Could you arrange the records below as a numbered list, beginning at the line that has "Locate one point per instance of the wooden" and stopping after the line that has "[(485, 432)]"? Leave out any blank lines.
[Start Data for the task]
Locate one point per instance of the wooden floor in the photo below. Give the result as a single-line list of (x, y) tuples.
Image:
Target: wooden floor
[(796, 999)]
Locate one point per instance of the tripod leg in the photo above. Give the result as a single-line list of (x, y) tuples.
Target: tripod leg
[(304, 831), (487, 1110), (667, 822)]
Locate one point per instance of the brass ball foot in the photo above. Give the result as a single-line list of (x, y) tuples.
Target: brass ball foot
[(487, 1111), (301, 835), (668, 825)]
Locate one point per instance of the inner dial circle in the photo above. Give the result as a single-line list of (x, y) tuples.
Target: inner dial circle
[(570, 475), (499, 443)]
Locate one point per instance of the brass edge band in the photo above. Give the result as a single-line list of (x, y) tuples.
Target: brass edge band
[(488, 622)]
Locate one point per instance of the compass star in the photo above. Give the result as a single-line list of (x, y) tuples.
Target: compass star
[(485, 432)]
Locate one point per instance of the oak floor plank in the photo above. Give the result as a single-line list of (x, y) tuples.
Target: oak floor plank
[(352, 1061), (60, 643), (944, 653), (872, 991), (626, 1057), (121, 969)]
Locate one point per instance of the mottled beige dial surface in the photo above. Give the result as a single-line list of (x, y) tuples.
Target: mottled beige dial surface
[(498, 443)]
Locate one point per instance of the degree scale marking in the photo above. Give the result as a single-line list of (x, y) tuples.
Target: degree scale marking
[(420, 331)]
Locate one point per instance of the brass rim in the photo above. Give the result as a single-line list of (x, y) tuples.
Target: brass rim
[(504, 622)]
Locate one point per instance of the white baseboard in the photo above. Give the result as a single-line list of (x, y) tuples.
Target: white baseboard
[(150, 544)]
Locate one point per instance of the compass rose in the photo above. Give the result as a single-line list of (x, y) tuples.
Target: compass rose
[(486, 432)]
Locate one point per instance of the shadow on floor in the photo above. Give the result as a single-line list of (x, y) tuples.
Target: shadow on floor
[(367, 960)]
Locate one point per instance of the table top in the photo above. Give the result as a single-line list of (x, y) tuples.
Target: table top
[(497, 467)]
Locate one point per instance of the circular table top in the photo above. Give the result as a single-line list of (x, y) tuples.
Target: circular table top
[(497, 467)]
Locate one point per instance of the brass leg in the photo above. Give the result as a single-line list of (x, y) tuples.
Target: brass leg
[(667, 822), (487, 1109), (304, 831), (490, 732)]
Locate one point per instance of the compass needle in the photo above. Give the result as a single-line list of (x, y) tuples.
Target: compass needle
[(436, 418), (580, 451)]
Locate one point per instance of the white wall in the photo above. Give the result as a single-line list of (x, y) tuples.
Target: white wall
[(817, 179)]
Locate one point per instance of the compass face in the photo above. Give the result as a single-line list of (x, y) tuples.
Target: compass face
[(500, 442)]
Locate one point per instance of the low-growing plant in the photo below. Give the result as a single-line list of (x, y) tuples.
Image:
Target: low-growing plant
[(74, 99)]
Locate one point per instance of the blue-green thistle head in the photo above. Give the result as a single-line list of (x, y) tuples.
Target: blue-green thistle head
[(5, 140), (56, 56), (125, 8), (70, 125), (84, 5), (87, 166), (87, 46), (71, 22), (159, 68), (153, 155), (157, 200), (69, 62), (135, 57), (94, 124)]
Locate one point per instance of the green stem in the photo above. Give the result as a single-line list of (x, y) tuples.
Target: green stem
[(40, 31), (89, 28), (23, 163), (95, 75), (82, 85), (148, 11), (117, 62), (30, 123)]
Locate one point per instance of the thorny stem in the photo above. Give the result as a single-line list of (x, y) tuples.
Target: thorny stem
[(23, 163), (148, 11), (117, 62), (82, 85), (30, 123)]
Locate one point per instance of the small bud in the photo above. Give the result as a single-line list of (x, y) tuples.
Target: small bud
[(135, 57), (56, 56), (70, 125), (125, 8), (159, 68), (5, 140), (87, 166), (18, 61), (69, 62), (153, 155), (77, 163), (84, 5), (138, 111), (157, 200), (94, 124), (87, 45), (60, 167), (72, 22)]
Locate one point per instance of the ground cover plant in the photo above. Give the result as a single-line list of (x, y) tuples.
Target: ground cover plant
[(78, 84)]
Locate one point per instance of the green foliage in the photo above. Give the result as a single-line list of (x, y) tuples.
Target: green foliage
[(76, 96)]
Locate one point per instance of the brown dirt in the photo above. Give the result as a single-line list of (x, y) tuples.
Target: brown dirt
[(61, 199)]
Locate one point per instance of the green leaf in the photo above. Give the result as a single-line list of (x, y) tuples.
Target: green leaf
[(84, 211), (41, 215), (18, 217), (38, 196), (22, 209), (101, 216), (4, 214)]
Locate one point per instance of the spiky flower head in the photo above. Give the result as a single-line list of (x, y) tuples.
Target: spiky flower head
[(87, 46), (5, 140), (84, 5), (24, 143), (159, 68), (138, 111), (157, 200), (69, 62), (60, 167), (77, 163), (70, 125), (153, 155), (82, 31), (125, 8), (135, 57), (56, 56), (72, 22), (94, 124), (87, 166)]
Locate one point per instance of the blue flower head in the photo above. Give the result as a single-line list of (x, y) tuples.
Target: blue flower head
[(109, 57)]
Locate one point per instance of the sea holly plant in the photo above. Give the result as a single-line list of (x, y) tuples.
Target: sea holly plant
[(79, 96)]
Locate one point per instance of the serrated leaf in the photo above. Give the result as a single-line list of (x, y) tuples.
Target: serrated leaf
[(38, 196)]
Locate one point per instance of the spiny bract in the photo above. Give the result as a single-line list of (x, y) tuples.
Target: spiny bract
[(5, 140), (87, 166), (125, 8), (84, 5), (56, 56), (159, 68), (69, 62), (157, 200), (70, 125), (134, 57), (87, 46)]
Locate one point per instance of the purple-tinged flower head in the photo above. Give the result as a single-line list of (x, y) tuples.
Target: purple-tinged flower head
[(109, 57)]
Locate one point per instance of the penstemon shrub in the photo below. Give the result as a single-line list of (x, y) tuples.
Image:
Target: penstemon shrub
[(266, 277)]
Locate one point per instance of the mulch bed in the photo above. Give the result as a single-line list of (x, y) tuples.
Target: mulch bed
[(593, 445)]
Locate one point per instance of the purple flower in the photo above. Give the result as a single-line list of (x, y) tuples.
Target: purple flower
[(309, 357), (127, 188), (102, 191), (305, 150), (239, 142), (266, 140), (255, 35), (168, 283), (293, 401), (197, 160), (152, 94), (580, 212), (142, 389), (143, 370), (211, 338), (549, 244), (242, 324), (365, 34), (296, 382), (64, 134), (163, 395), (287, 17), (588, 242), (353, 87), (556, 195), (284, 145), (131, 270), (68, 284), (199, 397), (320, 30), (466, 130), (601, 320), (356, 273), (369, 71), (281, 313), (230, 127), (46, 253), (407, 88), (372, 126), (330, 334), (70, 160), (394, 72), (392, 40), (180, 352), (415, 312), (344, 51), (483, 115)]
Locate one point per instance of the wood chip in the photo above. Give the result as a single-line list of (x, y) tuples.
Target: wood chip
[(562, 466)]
[End Data for the task]
[Start Data for the task]
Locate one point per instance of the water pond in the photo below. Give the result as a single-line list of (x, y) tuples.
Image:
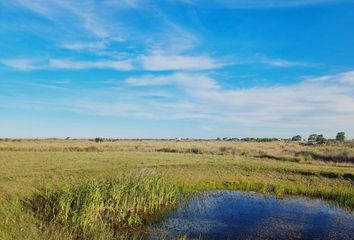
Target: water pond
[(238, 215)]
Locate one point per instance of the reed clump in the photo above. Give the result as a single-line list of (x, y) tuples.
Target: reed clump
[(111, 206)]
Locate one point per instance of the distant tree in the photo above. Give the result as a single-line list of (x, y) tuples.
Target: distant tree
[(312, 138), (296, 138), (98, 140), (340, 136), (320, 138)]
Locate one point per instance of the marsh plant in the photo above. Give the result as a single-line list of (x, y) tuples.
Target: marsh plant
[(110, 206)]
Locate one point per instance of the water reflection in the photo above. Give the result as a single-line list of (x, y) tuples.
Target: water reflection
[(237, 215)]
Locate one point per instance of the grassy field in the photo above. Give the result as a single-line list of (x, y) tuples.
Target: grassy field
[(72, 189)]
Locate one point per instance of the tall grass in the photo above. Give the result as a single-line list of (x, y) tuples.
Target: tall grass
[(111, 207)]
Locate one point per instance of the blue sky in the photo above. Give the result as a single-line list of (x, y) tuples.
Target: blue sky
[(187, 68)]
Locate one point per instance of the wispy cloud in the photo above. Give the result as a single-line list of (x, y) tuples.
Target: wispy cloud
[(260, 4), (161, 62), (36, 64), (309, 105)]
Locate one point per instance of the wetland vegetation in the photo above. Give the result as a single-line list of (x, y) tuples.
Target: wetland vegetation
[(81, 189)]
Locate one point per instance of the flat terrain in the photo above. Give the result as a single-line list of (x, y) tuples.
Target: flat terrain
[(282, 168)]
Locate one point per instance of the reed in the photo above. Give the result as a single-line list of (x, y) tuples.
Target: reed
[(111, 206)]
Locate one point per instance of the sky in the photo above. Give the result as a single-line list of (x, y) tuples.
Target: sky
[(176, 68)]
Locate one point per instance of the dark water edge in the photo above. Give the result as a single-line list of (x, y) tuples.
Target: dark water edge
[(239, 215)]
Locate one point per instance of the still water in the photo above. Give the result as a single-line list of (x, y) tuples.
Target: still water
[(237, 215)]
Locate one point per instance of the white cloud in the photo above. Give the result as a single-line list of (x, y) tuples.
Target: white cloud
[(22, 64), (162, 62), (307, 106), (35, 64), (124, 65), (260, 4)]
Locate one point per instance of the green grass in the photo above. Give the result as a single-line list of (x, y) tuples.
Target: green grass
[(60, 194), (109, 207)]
[End Data for the task]
Finished task:
1. Locate one point per instance of the wooden floor in the photo below. Give the result as a single-line list of (x, y) tuples.
2. Image:
3. Target: wooden floor
4. [(796, 999)]
5. Locate one point per instance of the tripod leg in the photo above. Give the result as a single-line list of (x, y) tuples.
6. Target: tripod leg
7. [(304, 831), (487, 1110), (667, 822)]
8. Locate one point per instance of the brass ball foot in the photo above. Give the result as a single-line list of (x, y) tuples.
9. Target: brass ball foot
10. [(487, 1111), (301, 835), (668, 825)]
11. Locate one point per instance of the inner dial circle in the photo above. Give the result as a single-line list of (x, y) tuples.
12. Target: inner dial circle
13. [(570, 475), (499, 443)]
14. Locate one point per instance of the brass edge band in the photo above. Give the result as a single-line list of (x, y) tuples.
15. Target: brass edge band
16. [(488, 622)]
17. Locate one point per instance of the compass star in the photo above. Give the result as a single-line list of (x, y) tuples.
18. Target: compass star
19. [(485, 432)]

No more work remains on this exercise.